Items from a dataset
'''
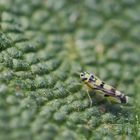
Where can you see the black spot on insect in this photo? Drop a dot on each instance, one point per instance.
(84, 79)
(106, 95)
(113, 90)
(123, 98)
(102, 85)
(91, 79)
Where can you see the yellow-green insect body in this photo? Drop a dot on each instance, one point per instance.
(94, 83)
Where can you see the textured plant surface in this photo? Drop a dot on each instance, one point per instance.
(44, 44)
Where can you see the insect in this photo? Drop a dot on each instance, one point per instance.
(94, 83)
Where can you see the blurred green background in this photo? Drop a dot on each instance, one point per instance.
(44, 44)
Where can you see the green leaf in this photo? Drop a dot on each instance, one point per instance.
(44, 45)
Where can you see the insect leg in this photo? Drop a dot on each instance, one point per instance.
(89, 98)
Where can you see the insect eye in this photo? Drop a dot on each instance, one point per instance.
(92, 76)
'''
[WORK TO DO] Repeat, word for word, the lines from the one containing "Where can you see the insect leg" through the end of the items, both ends included.

[EXERCISE RESPONSE]
Where can you see the insect leg in this photo? Drop a dot on each instance, one point per instance.
(89, 98)
Where can you see the insect eye in this photo? Drop a dot on each instance, one point per instance.
(92, 76)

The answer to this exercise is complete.